Document segment =
■ ■ ■ ■

The Region of the Americas has eliminated maternal and neonatal tetanus (MNT), a disease that used to be responsible for the deaths of more than 10,000 newborns every year in the Americas.

Neonatal tetanus occurs in infants born without protective passive immunity, because the mother is not immune. It usually occurs through infection of the unhealed umbilical stump, particularly when the stump is cut with an unsterile instrument. Credits: CDC
Neonatal tetanus occurs in infants born without protective passive immunity, because the mother is not immune. It usually occurs through infection of the unhealed umbilical stump, particularly when the stump is cut with an unsterile instrument.
Credits: CDC

The elimination of the disease was declared this year in Haiti, which made it possible to reach the regional goal. MNT is the sixth vaccine-preventable disease to be eliminated from the Americas, following the regional eradication of smallpox in 1971, poliomyelitis in 1994, rubella and congenital rubella syndrome in 2015, and measles in 2016.

“The elimination of maternal and neonatal tetanus is proof again that vaccines work to save the lives of countless mothers and babies,” said Carissa F. Etienne, director of the Pan American Health Organization/World Health Organization (PAHO/WHO). “Let us continue to protect the people of our Region by investing in strong national immunization programs that are capable of vaccinating all individuals and quickly identifying vaccine-preventable diseases.”

Unlike other vaccine-preventable diseases, MNT is considered eliminated when there is an annual rate of less than one case of neonatal tetanus per 1,000 live births at the district level. Tetanus cannot be fully eradicated because the bacterium that causes the disease, Clostridium tetani, exists throughout the environment in soil and the feces of many different animals.

Before widespread modern vaccination against MNT began in the 1970s, neonatal tetanus was responsible for the deaths of more than 10,000 newborns every year in the Americas – a number considered low by experts due to severe underreporting of cases. According to data from WHO, neonatal tetanus killed about 34,000 newborn children in 2015, a 96% reduction from 1988, when an estimated 787,000 newborn babies died of tetanus within their first month of life.

Neonatal tetanus generally occurs when a newborn’s unhealed umbilical stump is infected with the C. tetani bacterium, particularly when the instrument used to cut the umbilical cord is unsterile, when the surface the baby is born on is unclean, when the hands used to deliver the baby are unclean, or when harmful traditional substances are applied to the umbilical stump. It is often fatal because paralysis prohibits breathing and breastfeeding. It is prevented by immunizing pregnant women against tetanus using the dT or TT vaccine and ensuring clean delivery and post-delivery practices.

Recent progress in global elimination has led to 43 countries, including Haiti, eliminating MNT between 2000 and June 2017. There are 16 countries worldwide that have yet to eliminate the disease.

“Children and their mothers are the most precious treasure that the Americas have. Nurturing their health and their perspective to thrive is the best bet that we as organizations, and we as human community have to building a bright future,” emphasized Maria Cristina Perceval, UNICEF Regional Director for Latin America and the Caribbean.

■ ■ ■ ■

Task set =
A. Rewrite the paragraph of the tetanus article that begins "Neonatal tetanus generally occurs when" as a short list, keeping its main facts.
B. List every disease that the tetanus article says has been eliminated or eradicated from the Americas.
C. Say whether each statement agrees with the tetanus article, and quote the words that decide it.
(i) Tetanus can be fully eradicated.
(ii) Forty-three countries eliminated MNT between 2000 and June 2017.
(iii) Measles was eliminated from the Americas in 2015.

Point localization data:

■ ■ ■ ■

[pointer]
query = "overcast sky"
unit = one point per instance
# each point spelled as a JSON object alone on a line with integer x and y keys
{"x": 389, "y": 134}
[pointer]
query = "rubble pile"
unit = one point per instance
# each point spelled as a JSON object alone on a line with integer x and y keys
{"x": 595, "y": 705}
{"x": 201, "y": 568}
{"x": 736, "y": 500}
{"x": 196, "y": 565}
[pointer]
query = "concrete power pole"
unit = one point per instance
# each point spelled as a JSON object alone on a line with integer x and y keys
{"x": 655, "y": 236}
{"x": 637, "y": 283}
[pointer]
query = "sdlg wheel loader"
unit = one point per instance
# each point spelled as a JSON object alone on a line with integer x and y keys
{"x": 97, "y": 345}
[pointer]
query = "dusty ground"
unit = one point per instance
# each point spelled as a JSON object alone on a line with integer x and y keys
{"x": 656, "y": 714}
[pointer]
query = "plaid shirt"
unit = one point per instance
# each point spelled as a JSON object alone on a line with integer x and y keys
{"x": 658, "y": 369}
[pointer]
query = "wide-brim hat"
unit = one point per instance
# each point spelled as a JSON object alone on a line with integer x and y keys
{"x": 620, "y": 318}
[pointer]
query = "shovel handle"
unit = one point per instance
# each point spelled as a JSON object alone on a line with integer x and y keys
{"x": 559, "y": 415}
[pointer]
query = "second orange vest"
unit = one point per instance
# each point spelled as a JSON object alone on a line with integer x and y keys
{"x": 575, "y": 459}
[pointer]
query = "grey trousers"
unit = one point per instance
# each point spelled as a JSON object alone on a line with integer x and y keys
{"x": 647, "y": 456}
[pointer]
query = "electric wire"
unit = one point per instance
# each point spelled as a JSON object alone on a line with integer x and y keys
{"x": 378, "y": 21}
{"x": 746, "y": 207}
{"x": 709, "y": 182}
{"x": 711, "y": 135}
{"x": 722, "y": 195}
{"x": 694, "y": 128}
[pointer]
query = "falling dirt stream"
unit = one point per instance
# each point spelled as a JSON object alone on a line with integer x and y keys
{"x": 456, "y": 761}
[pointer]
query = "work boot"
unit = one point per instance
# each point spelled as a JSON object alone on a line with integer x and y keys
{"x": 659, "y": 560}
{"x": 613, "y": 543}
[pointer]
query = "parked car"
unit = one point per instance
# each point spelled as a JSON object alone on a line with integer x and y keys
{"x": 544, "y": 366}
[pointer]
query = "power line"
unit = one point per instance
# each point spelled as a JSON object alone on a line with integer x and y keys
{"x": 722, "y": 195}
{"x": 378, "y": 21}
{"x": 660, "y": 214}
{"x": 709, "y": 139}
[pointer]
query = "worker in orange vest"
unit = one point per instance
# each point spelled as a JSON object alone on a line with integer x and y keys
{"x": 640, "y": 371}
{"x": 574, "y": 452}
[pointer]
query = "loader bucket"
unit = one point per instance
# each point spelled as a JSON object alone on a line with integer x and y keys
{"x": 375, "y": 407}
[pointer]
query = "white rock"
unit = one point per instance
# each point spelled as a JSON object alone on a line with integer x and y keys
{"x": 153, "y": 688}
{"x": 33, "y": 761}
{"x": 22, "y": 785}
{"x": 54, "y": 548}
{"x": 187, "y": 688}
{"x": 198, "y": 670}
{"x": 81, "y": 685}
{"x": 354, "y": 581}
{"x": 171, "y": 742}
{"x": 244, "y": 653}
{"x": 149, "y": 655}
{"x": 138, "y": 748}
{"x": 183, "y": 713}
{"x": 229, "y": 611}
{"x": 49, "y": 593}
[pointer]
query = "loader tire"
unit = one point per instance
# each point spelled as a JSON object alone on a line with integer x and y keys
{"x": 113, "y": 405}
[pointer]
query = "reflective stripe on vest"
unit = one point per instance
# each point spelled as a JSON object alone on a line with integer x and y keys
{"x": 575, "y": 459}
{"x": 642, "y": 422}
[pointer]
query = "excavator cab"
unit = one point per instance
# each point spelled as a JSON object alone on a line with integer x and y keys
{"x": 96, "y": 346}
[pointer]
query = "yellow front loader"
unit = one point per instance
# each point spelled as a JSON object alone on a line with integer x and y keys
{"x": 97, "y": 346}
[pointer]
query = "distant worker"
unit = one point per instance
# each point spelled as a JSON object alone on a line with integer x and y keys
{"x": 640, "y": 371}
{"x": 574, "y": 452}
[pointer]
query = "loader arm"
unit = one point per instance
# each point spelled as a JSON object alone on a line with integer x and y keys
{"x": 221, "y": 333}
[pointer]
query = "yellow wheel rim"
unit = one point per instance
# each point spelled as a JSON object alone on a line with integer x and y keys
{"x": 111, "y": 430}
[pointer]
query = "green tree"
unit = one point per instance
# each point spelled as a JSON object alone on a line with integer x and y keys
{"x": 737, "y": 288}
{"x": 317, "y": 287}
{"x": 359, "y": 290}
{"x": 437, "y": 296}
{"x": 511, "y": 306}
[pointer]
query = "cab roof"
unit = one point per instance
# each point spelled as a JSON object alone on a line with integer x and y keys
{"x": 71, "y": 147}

■ ■ ■ ■

Responses =
A.
- Cause: infection of a newborn's unhealed umbilical stump with the C. tetani bacterium.
- Risk factors: an unsterile instrument used to cut the cord, an unclean birth surface, unclean delivering hands, or harmful traditional substances applied to the stump.
- Why it is often fatal: paralysis prevents breathing and breastfeeding.
- Prevention: immunizing pregnant women with the dT or TT vaccine, plus clean delivery and post-delivery practices.

B.
- Maternal and neonatal tetanus (MNT)
- Smallpox
- Poliomyelitis
- Rubella
- Congenital rubella syndrome
- Measles

C.
(i) No: "Tetanus cannot be fully eradicated because the bacterium that causes the disease, Clostridium tetani, exists throughout the environment"
(ii) Yes: "Recent progress in global elimination has led to 43 countries, including Haiti, eliminating MNT between 2000 and June 2017."
(iii) No: "and measles in 2016"